-- WORKING DATA follows --

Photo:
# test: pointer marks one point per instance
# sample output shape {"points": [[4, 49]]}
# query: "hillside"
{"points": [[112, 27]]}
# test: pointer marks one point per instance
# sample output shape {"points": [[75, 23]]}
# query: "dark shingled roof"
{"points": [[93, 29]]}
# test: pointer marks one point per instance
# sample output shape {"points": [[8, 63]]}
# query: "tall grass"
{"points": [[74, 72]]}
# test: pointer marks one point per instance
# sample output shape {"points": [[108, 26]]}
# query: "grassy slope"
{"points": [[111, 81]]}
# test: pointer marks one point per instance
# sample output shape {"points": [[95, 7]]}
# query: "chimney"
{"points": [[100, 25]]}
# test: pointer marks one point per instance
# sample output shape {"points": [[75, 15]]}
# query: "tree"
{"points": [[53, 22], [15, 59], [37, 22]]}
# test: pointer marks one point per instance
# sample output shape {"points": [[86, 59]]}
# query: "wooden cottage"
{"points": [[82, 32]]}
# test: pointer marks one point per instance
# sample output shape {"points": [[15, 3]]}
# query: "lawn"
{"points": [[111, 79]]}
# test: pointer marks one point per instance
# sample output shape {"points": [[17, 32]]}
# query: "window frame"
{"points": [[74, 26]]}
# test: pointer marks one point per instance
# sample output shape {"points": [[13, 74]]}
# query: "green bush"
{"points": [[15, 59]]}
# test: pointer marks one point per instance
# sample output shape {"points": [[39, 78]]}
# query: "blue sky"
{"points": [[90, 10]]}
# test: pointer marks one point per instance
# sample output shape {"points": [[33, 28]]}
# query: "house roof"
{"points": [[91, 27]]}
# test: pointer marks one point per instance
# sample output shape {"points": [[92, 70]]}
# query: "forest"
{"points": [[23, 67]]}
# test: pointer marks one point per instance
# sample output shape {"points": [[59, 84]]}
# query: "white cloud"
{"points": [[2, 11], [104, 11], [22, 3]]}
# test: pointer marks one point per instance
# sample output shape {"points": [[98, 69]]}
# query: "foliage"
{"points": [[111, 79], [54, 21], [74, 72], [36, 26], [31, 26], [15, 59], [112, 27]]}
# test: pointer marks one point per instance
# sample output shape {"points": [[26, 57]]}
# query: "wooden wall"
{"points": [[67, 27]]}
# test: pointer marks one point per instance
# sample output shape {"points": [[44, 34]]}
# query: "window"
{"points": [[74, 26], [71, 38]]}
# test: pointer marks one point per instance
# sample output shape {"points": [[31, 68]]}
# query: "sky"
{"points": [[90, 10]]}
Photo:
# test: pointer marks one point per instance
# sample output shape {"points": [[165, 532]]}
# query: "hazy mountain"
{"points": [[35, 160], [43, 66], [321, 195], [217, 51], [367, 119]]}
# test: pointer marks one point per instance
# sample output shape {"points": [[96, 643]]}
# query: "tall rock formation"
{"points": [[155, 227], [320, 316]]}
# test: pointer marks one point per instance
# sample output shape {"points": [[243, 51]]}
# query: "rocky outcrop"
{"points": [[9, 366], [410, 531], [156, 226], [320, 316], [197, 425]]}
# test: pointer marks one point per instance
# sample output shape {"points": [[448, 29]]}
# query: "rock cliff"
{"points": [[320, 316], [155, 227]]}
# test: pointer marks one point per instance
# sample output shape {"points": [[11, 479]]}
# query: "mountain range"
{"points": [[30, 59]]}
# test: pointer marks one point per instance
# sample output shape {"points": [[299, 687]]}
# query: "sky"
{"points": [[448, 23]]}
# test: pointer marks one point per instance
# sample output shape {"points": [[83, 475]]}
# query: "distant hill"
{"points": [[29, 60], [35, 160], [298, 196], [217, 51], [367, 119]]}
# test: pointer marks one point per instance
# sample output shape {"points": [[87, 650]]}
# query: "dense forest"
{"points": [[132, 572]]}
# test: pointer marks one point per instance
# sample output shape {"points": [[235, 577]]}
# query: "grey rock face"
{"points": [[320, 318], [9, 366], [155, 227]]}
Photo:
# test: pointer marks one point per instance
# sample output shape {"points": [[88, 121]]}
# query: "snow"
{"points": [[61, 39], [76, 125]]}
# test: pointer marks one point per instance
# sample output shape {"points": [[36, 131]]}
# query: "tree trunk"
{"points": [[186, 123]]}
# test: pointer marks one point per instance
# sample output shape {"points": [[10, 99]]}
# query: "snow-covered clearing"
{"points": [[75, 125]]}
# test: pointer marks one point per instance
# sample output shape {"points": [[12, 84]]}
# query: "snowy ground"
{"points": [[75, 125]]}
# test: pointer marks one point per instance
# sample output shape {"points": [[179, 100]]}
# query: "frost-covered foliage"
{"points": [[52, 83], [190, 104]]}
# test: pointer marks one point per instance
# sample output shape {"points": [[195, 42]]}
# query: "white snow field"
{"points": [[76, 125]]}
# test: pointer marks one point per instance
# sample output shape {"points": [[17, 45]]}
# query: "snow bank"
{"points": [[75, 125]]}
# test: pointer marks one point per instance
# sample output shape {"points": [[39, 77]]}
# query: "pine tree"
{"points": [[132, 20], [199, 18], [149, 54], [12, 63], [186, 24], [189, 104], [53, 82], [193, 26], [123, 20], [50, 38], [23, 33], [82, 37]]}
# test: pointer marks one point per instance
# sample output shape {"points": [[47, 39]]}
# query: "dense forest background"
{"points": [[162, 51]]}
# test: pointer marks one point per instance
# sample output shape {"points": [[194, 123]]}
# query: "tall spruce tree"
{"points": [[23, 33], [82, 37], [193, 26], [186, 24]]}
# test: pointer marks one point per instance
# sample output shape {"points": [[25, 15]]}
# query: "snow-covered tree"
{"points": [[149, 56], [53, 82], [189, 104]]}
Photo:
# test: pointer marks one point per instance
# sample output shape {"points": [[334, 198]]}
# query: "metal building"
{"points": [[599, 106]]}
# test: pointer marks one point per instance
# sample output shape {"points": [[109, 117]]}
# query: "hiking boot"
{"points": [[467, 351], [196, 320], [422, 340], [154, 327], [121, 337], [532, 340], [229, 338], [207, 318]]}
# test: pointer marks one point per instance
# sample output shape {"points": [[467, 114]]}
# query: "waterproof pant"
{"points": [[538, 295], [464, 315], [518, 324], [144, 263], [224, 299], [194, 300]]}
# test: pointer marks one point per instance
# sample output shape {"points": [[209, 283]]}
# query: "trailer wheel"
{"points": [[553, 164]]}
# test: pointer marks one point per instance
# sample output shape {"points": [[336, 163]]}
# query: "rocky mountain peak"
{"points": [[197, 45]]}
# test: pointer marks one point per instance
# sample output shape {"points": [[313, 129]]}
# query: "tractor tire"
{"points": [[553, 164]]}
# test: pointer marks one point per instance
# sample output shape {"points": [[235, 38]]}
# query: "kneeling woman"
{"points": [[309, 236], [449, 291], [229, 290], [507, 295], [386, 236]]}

-- WORKING DATA concluded --

Give the entries again in full, exactly as they are written.

Photo:
# test: pointer marks one point per instance
# sample output shape {"points": [[4, 49]]}
# query: "hillside"
{"points": [[112, 27]]}
# test: pointer marks one point per instance
# sample output shape {"points": [[75, 23]]}
# query: "dark shingled roof"
{"points": [[93, 29]]}
# test: pointer marks one point per instance
# sample output shape {"points": [[8, 63]]}
# query: "tall grass"
{"points": [[74, 72]]}
# test: pointer marks one point per instance
# sample output shape {"points": [[108, 26]]}
# query: "grassy slope"
{"points": [[111, 81]]}
# test: pointer marks one point per instance
# sample output shape {"points": [[95, 7]]}
# query: "chimney"
{"points": [[100, 25]]}
# test: pointer marks one point per instance
# sample output shape {"points": [[75, 15]]}
# query: "tree"
{"points": [[53, 22], [15, 59], [37, 22]]}
# test: pointer marks one point per instance
# sample output shape {"points": [[86, 59]]}
# query: "wooden cottage"
{"points": [[82, 32]]}
# test: pointer marks one point per instance
# sample output shape {"points": [[15, 3]]}
# query: "lawn"
{"points": [[111, 79]]}
# test: pointer marks one point per instance
# sample output shape {"points": [[17, 32]]}
# query: "window frame"
{"points": [[74, 26]]}
# test: pointer marks one point per instance
# sample output shape {"points": [[13, 74]]}
# query: "green bush"
{"points": [[15, 59]]}
# test: pointer marks one point per instance
# sample output shape {"points": [[39, 78]]}
# query: "blue sky"
{"points": [[90, 10]]}
# test: pointer marks one point per instance
# sample output shape {"points": [[33, 28]]}
# query: "house roof"
{"points": [[91, 27]]}
# test: pointer marks one point per instance
# sample output shape {"points": [[92, 70]]}
# query: "forest"
{"points": [[23, 67]]}
# test: pointer marks one point per instance
# sample output shape {"points": [[59, 84]]}
# query: "white cloud"
{"points": [[2, 11], [104, 11], [22, 3]]}
# test: pointer marks one point per instance
# sample output shape {"points": [[98, 69]]}
# query: "foliage"
{"points": [[111, 79], [54, 21], [74, 72], [36, 26], [31, 26], [15, 59], [112, 27]]}
# test: pointer marks one point per instance
# sample output shape {"points": [[26, 57]]}
# query: "wooden wall"
{"points": [[67, 27]]}
# test: pointer marks one point per instance
# sample output shape {"points": [[44, 34]]}
# query: "window"
{"points": [[74, 26], [71, 38]]}
# test: pointer marks one point per instance
# sample output shape {"points": [[31, 68]]}
# query: "sky"
{"points": [[90, 10]]}
Photo:
# test: pointer marks one point per instance
# sample output shape {"points": [[165, 532]]}
# query: "hazy mountain"
{"points": [[35, 160], [43, 66], [321, 195], [217, 51], [367, 119]]}
# test: pointer marks one point per instance
# sample output shape {"points": [[96, 643]]}
# query: "tall rock formation"
{"points": [[155, 227], [320, 316]]}
# test: pointer marks one point per instance
# sample output shape {"points": [[243, 51]]}
# query: "rocky outcrop"
{"points": [[9, 366], [410, 531], [156, 226], [320, 316], [197, 425]]}
# test: pointer marks one point per instance
# sample output shape {"points": [[448, 29]]}
# query: "rock cliff"
{"points": [[320, 316], [155, 227]]}
# test: pointer marks one point per instance
# sample output shape {"points": [[11, 479]]}
# query: "mountain range"
{"points": [[30, 59]]}
# test: pointer marks one point per instance
# sample output shape {"points": [[299, 687]]}
# query: "sky"
{"points": [[448, 23]]}
# test: pointer marks one point per instance
# sample output shape {"points": [[83, 475]]}
# query: "distant hill"
{"points": [[29, 60], [35, 160], [298, 196], [217, 51], [367, 119]]}
# test: pointer marks one point per instance
# sample output shape {"points": [[87, 650]]}
# query: "dense forest"
{"points": [[132, 572]]}
# test: pointer marks one point per instance
# sample output shape {"points": [[235, 577]]}
# query: "grey rock face"
{"points": [[320, 318], [9, 366], [155, 227]]}
Photo:
# test: pointer marks one point per instance
# sample output shape {"points": [[88, 121]]}
# query: "snow"
{"points": [[61, 39], [76, 125]]}
# test: pointer marks one point per instance
# sample output shape {"points": [[36, 131]]}
# query: "tree trunk"
{"points": [[186, 123]]}
# test: pointer marks one point per instance
# sample output shape {"points": [[10, 99]]}
# query: "snow-covered clearing"
{"points": [[75, 125]]}
# test: pointer marks one point per instance
# sample output shape {"points": [[12, 84]]}
# query: "snowy ground"
{"points": [[75, 125]]}
# test: pointer marks one point per instance
# sample output shape {"points": [[179, 100]]}
# query: "frost-covered foliage"
{"points": [[52, 83], [190, 104]]}
# test: pointer marks one point per instance
# sample output shape {"points": [[195, 42]]}
# query: "white snow field"
{"points": [[76, 125]]}
# test: pointer marks one point per instance
# sample output shape {"points": [[17, 45]]}
# query: "snow bank"
{"points": [[75, 125]]}
# test: pointer marks one point per instance
# sample output shape {"points": [[39, 77]]}
# query: "pine tree"
{"points": [[132, 20], [199, 18], [149, 54], [12, 63], [186, 24], [189, 104], [53, 82], [193, 26], [123, 20], [50, 38], [23, 33], [82, 37]]}
# test: pointer marks one point per instance
# sample output shape {"points": [[47, 39]]}
# query: "dense forest background"
{"points": [[162, 51]]}
# test: pointer marks one point per instance
# sample output shape {"points": [[194, 123]]}
# query: "tall spruce tree"
{"points": [[23, 33], [82, 37], [193, 26], [186, 24]]}
# test: pointer marks one point per instance
# sample output shape {"points": [[25, 15]]}
# query: "snow-covered tree"
{"points": [[149, 56], [53, 82], [189, 104]]}
Photo:
# test: pointer marks one point per instance
# sample output shape {"points": [[334, 198]]}
# query: "metal building"
{"points": [[599, 106]]}
# test: pointer marks one point per instance
# sample output shape {"points": [[109, 117]]}
# query: "hiking boot"
{"points": [[467, 351], [196, 320], [422, 340], [154, 327], [121, 337], [532, 340], [229, 338], [207, 318]]}
# test: pointer marks one point per instance
# sample output shape {"points": [[467, 114]]}
# query: "waterproof pant"
{"points": [[538, 295], [464, 315], [518, 324], [144, 263], [224, 299], [194, 300]]}
# test: pointer marks one point per instance
# sample output shape {"points": [[209, 283]]}
# query: "trailer wheel"
{"points": [[553, 164]]}
# test: pointer marks one point per instance
# sample output shape {"points": [[336, 163]]}
# query: "rocky mountain peak"
{"points": [[197, 45]]}
# test: pointer marks one point per instance
# sample output shape {"points": [[313, 129]]}
# query: "tractor tire"
{"points": [[553, 164]]}
# test: pointer marks one point per instance
# sample output shape {"points": [[235, 38]]}
# query: "kneeling woman"
{"points": [[309, 236], [449, 291], [229, 290], [507, 295], [386, 236]]}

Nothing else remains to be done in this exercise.